DOCUMENT SECTION
* * *

- Scientific career
- Fields: epidemiology and cancer research
- Institutions: University of California at Berkeley
- Notable students: Melissa Bondy

= Patricia Happ Buffler =

Epidemiologist and cancer researcher

Patricia Happ Buffler (August 1, 1938 — September 26, 2013) was an American epidemiologist and cancer researcher, known for her work on childhood leukemia and environmental health. She was dean of the School of Public Health at the University of California at Berkeley, and was inducted into the Texas Women's Hall of Fame in 1985.

==Early life and education==
Patricia A. Happ was born in Doylestown, Pennsylvania. She attended Catholic University of America, where she earned a bachelor's degree in 1960, in nursing and biology. As a young woman Happ worked as a public health nurse in Harlem. After moving to California in the 1960s, she pursued graduate studies at Berkeley, earning a master's degree in public health administration in 1965, and completing doctoral work in epidemiology in 1963. Her dissertation was titled "Coronary Risk Factors in Japanese-Caucasian Mixed Marriages," and followed the health of Japanese war brides, whose environments changed dramatically between childhood to adulthood.

==Career==
Buffler was on the faculty at the University of Texas from 1974 to 1991, finishing her time there as a professor of epidemiology at the School of Public Health in Houston. While in Texas, she launched a study of liver cancer in the state, focused on industrial exposure. Her work was recognized in 1985 when she was inducted into the Texas Women's Hall of Fame. She was inducted into the Galveston Women's Hall of Fame that same year.

* * *

WHAT YOU SHOULD DO
Carry the Patricia Happ Buffler biography forward from its last sentence. The data that come next have no connection to the Patricia Happ Buffler biography.

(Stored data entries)
* * *

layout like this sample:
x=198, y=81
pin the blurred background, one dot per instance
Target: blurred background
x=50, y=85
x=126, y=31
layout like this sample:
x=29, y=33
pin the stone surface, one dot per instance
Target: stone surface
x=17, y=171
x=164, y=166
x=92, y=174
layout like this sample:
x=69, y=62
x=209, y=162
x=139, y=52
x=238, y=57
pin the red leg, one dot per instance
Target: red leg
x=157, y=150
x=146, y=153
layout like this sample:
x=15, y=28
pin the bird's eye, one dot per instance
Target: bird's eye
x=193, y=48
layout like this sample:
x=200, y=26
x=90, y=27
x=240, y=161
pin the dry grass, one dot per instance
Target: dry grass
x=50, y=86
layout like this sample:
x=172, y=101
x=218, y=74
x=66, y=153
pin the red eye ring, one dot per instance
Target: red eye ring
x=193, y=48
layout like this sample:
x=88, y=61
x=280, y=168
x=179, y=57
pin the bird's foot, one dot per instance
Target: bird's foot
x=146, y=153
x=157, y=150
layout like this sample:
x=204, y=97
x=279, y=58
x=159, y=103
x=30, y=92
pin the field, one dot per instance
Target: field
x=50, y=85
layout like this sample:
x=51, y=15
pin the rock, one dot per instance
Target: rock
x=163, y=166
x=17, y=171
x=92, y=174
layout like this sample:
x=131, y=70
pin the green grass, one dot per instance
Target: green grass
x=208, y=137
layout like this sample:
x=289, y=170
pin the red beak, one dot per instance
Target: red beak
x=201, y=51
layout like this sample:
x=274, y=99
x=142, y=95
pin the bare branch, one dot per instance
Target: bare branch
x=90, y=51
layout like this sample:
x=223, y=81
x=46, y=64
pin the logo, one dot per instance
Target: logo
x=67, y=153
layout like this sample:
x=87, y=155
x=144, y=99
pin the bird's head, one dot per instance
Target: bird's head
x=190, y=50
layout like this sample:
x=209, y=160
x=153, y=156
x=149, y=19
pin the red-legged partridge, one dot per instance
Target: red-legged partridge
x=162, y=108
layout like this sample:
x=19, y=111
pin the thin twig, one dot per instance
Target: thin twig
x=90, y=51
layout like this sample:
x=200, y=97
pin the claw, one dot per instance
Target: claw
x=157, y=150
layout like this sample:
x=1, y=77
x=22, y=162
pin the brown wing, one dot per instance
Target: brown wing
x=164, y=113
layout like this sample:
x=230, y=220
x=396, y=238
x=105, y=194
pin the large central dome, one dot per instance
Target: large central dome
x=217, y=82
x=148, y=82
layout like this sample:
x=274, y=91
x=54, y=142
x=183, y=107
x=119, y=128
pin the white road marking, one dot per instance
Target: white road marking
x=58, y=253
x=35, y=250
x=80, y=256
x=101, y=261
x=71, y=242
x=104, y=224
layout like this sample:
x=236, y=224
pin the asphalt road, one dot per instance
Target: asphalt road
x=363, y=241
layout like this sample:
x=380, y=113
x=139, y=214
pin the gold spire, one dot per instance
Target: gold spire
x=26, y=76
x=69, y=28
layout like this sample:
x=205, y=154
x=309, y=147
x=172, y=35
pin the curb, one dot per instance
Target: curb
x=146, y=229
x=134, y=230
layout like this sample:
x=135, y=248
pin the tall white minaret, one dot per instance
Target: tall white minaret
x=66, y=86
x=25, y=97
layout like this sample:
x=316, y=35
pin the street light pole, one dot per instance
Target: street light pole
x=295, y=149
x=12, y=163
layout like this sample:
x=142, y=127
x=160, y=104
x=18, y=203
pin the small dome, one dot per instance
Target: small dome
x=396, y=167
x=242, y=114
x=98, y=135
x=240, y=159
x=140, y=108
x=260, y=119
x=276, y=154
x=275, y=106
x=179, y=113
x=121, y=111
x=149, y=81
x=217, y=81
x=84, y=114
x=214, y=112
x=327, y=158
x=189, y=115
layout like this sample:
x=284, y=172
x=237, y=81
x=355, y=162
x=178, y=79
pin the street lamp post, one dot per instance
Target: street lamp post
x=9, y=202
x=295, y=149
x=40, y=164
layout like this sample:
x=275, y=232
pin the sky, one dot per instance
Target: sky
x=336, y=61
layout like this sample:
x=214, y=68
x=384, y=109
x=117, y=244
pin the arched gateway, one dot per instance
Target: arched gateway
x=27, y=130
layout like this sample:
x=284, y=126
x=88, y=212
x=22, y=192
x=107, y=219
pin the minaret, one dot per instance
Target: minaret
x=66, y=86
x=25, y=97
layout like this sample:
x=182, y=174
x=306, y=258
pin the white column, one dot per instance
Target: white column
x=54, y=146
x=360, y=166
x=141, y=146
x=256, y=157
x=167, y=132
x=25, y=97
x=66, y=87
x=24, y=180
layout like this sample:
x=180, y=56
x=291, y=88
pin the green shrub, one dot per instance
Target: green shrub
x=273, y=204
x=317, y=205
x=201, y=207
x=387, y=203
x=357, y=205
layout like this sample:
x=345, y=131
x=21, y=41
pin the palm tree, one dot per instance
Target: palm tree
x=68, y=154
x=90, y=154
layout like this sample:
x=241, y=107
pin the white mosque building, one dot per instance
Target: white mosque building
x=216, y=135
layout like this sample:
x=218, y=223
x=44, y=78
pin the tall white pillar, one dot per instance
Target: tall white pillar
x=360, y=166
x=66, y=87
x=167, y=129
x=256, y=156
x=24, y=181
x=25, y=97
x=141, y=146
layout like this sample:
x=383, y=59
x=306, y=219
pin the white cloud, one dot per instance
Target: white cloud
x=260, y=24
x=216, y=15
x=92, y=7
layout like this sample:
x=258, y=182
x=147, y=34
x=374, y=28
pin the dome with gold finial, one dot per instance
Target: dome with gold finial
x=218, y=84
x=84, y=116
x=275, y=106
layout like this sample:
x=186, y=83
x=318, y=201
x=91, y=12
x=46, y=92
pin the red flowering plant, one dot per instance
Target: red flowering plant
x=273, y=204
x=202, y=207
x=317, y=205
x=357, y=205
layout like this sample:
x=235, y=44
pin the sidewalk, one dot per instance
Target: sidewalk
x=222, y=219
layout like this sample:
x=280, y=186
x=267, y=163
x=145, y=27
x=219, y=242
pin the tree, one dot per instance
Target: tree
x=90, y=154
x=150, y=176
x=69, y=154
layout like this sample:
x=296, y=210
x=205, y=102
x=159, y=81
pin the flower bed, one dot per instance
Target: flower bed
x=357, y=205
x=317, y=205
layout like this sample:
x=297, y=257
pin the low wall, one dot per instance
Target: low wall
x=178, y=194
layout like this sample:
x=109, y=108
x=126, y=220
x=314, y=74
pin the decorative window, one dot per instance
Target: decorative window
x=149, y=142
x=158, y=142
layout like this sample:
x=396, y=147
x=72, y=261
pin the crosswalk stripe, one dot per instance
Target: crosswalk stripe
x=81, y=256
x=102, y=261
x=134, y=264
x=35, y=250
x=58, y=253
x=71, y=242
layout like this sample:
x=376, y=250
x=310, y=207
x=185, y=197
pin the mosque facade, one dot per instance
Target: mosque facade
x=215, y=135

* * *

EXERCISE RESPONSE
In 1995, Buffler launched the California Childhood Leukemia Study, one of the largest and broadest studies of its kind. She also headed the Center for Integrative Research on Childhood Leukemia and the Environment, begun in 2001. She formed the Childhood Leukemia International Forum in 2006, to link studies across national borders.

Buffler was an expert advisor to the World Health Organization, the United States Department of Energy, the Environmental Protection Agency, and others. She was a fellow of the American Association for the Advancement of Science, and served on the Texas Air Control Board's Research Advisory Council.

==Personal life==
Patricia Happ married Richard Thurman Buffler, a geologist, in 1962. They had two children, and lived for three years in Alaska. Patricia Happ Buffler died suddenly in her office at age 75. At the time of her death, she was president elect of the International Epidemiological Association.